Output the records exactly as they appear, starting with the first line and going on through the line with "973,793,1129,844", including that line.
═════ Exercise inputs
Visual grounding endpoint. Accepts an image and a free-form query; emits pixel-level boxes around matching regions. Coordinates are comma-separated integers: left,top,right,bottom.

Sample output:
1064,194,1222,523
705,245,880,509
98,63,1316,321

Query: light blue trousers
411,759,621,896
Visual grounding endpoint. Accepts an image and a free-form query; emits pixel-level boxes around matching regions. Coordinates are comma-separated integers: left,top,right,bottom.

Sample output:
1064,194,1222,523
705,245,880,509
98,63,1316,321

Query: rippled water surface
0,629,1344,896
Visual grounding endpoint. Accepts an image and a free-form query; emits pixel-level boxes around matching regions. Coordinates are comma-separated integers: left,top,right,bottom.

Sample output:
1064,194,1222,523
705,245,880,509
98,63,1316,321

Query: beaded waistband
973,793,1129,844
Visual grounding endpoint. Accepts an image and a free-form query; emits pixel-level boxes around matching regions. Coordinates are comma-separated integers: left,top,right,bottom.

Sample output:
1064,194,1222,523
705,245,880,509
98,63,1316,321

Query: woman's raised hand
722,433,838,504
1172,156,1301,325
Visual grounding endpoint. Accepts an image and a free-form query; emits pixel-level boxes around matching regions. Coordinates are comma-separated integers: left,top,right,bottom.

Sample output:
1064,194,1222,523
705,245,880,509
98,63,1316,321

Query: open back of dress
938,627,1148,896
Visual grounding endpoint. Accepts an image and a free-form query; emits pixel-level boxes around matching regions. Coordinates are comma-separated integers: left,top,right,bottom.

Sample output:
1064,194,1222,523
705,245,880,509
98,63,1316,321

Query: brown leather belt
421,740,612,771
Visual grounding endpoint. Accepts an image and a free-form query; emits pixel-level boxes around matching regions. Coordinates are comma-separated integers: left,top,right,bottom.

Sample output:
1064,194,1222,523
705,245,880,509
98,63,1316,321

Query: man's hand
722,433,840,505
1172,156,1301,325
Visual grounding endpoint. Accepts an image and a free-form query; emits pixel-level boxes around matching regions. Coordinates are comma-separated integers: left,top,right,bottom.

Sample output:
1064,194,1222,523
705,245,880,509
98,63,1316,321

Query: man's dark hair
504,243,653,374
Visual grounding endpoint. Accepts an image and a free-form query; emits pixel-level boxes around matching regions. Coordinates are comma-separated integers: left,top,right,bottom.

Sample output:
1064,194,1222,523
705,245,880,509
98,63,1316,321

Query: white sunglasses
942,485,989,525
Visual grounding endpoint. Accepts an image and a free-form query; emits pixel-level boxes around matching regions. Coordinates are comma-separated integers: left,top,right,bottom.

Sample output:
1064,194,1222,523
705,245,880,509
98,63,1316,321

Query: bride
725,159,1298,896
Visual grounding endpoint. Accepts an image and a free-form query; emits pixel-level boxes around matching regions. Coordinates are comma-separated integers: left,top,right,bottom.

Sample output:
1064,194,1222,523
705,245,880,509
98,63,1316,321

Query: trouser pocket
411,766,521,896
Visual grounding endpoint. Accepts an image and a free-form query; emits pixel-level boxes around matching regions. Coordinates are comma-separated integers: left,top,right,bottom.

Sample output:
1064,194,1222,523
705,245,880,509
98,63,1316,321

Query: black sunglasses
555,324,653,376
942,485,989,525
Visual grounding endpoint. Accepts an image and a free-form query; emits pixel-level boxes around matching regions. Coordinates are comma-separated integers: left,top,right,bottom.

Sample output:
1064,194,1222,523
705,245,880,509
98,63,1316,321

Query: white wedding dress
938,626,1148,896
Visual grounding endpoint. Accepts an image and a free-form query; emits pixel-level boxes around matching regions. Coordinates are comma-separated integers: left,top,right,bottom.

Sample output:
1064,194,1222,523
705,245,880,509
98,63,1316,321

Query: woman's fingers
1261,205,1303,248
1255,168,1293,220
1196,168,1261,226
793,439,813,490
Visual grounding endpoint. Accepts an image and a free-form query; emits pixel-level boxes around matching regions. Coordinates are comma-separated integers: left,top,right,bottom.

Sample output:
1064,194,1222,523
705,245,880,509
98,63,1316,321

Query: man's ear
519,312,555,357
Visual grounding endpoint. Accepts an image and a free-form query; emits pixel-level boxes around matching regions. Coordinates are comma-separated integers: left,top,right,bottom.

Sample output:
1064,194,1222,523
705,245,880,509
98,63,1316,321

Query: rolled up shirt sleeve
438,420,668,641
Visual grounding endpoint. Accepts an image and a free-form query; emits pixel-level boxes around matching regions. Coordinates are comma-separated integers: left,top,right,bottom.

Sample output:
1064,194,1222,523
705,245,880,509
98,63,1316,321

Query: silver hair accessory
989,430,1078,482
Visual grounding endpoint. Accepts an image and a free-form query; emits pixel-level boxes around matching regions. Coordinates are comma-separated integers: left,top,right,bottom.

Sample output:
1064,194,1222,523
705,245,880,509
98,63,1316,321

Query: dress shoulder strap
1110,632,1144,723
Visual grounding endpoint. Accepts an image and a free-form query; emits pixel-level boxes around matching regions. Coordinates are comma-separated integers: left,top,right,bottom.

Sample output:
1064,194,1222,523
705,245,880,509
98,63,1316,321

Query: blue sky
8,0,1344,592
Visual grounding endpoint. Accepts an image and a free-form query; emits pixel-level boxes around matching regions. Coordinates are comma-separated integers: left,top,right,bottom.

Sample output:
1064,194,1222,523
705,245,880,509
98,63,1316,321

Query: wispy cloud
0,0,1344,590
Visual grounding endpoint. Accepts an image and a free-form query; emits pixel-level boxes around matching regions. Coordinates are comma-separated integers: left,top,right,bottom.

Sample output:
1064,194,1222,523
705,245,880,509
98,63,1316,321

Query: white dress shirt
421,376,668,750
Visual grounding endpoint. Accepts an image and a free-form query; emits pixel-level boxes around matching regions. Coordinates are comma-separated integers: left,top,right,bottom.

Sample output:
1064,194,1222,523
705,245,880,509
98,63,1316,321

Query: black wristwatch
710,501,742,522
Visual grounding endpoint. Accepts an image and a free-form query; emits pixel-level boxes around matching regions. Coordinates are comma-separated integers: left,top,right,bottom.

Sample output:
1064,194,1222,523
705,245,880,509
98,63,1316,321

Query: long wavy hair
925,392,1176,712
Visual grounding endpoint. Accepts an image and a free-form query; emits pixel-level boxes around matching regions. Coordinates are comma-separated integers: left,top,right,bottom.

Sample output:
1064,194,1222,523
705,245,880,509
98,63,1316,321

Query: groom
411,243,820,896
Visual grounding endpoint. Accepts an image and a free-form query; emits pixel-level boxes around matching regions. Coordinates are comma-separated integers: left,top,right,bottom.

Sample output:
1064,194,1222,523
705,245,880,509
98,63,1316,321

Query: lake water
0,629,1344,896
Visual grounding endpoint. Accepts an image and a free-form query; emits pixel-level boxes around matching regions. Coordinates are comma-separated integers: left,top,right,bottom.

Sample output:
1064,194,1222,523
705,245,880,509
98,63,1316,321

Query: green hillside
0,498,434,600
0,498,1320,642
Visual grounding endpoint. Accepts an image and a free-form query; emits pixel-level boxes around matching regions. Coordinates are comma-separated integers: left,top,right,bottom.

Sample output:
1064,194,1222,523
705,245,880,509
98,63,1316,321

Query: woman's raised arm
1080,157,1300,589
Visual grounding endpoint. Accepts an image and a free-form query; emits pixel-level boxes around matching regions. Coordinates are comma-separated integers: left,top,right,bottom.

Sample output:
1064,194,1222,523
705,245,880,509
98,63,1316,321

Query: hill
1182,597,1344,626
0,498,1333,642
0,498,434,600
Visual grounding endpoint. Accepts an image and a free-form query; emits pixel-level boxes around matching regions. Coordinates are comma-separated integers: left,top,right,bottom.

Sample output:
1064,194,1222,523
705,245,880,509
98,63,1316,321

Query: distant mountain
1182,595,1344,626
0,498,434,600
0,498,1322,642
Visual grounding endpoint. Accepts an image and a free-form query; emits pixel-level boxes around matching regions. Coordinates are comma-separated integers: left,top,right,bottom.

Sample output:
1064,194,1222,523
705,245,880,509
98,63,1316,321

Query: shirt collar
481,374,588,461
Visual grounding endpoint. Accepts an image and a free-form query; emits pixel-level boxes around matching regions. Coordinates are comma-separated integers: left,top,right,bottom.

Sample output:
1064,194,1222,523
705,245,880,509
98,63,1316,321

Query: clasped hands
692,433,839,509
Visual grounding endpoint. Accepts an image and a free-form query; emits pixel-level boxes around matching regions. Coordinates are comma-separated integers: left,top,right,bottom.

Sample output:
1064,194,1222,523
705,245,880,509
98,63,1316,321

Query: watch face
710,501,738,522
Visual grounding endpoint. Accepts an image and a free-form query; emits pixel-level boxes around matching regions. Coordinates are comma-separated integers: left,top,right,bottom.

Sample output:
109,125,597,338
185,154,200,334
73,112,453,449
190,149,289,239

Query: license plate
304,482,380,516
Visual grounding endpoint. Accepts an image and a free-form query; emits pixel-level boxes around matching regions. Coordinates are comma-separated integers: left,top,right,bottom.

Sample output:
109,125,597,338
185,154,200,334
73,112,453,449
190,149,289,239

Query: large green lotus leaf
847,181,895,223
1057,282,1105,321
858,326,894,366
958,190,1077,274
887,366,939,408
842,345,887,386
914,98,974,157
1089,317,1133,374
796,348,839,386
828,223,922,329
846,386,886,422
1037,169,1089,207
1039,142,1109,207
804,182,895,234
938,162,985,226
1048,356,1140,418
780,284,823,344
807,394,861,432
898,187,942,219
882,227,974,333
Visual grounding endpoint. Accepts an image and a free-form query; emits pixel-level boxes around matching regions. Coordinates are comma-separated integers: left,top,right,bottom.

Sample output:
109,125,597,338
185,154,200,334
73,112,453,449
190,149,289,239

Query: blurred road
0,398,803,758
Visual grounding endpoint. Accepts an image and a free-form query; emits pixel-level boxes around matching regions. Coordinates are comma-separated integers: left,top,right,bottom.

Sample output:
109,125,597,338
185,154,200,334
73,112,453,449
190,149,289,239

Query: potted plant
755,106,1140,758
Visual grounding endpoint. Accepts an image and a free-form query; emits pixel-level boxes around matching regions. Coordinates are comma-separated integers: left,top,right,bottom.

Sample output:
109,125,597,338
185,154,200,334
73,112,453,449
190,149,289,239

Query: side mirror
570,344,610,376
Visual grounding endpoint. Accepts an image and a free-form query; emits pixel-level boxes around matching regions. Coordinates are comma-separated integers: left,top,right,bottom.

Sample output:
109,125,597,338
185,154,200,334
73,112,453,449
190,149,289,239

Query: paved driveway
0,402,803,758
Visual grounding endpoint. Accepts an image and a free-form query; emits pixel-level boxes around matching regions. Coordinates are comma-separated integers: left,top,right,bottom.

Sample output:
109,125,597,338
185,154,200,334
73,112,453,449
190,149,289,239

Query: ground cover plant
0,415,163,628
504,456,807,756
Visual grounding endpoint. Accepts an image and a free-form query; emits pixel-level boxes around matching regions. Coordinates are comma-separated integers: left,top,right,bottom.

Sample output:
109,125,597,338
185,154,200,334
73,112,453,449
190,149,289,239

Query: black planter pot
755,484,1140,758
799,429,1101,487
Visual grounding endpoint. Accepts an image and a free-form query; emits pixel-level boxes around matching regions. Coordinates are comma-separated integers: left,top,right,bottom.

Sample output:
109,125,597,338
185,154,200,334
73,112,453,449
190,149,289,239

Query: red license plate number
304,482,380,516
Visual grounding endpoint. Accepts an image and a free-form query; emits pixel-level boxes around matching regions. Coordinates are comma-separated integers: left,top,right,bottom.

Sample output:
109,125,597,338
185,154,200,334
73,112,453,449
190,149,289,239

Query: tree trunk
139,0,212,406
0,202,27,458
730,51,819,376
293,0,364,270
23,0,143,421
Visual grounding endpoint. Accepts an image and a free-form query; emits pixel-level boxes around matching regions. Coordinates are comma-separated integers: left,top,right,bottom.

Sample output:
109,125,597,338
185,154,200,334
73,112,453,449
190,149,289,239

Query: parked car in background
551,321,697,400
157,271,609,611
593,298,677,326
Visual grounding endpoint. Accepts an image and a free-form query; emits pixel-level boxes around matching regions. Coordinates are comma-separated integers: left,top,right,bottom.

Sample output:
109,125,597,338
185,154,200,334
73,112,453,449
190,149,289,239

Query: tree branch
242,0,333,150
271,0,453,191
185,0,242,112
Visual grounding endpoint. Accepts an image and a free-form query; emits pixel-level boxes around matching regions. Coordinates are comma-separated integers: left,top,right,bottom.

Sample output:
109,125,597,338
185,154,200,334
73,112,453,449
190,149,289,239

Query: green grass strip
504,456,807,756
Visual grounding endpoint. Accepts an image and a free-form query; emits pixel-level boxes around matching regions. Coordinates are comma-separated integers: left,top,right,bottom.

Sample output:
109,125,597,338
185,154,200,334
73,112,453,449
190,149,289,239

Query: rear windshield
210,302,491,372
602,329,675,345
══════════
> [Solution to the exercise]
Visual grounding endpoint. Accepts an image and a free-form query; emits pixel-level boxes around matching regions. Coordinates are comma-separated integers: left,top,right,bottom.

Sample output:
1064,194,1222,523
705,245,880,509
98,63,1316,321

Query: light blue trousers
411,759,621,896
Visual grounding endpoint. Accepts an image and a free-form query; emits pixel-level boxes around matching regions. Coordinates are comma-separated integers: left,top,right,bottom.

Sample output:
1064,194,1222,523
705,245,880,509
98,63,1316,321

Query: rippled water surface
0,629,1344,896
Visual grounding endpoint. Accepts an image and a free-form query; emits pixel-level boxes around matching regions. Coordinates are comma-separated integers: left,top,right,bottom.

Sample output:
1064,194,1222,523
705,245,880,509
98,63,1316,321

Query: beaded waistband
973,793,1129,844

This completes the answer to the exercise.